### Short problem 1
In the court judgment excerpt, on what date did the Immigration Division reject the applicant's claim for refugee protection?

--- Excerpt provided ---

Docket: IMM-5160-20
Citation: 2021 FC 753
[ENGLISH TRANSLATION]
Ottawa, Ontario, June 16, 2021
PRESENT: The Honourable Mr. Justice Gleeson
BETWEEN:
|
OSAREWINDA CHARLES UKONIWE
|
Applicant
|
and
|
THE MINISTER OF PUBLIC SAFETY
AND EMERGENCY PREPAREDNESS
|
Respondent
|
JUDGMENT AND REASONS
I.
Overview
[1]
The applicant, Osarewinda Charles Ukoniwe, is seeking judicial review pursuant to subsection 72(1) of the Immigration and Refugee Protection Act, S.C. 2001, c. 27 [IRPA].
[2]
On September 23, 2020, the Immigration and Refugee Board’s Immigration Division [ID] rejected his claim for refugee protection, finding that Mr. Ukoniwe was inadmissible to Canada under paragraph 35(1)(a) of the IRPA for his involvement in crimes against humanity while serving as a police officer in Nigeria. He contends that the ID’s decision was unreasonable.
[3]
Having carefully considered the record and submissions of both parties, I have come to the conclusion that this application must be dismissed. For the reasons that follow, I am satisfied that the ID reasonably weighed the relevant factors in determining that Mr. Ukoniwe made a knowing and significant contribution to the crimes committed by the Nigeria Police Force [NPF].

--- Dataset records ---

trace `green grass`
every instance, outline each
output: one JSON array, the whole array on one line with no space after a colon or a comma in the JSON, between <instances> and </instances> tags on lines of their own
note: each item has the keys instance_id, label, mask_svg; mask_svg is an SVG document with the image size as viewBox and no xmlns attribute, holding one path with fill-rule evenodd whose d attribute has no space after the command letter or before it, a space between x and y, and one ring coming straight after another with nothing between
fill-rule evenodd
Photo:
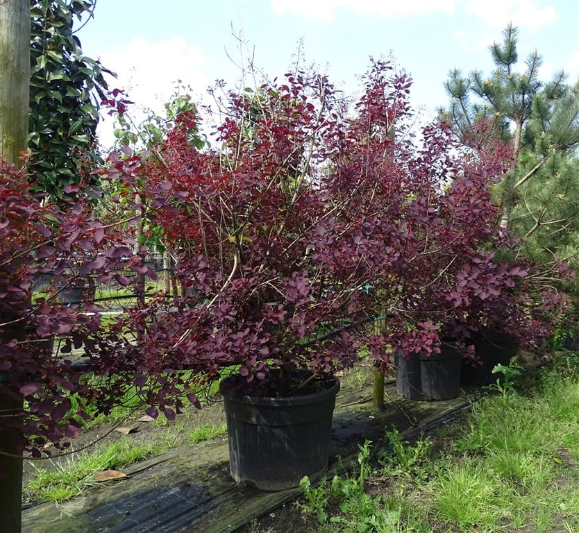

---

### Short problem 2
Swap "trace" for "segment" in the records from their first line up to and including the line with "output: one JSON", keeping everything else unchanged, and give back only those lines.

### Written response 1
September 23, 2020.

### Written response 2
segment `green grass`
every instance, outline each
output: one JSON array, the whole array on one line with no space after a colon or a comma in the JSON, between <instances> and </instances> tags on lines of their own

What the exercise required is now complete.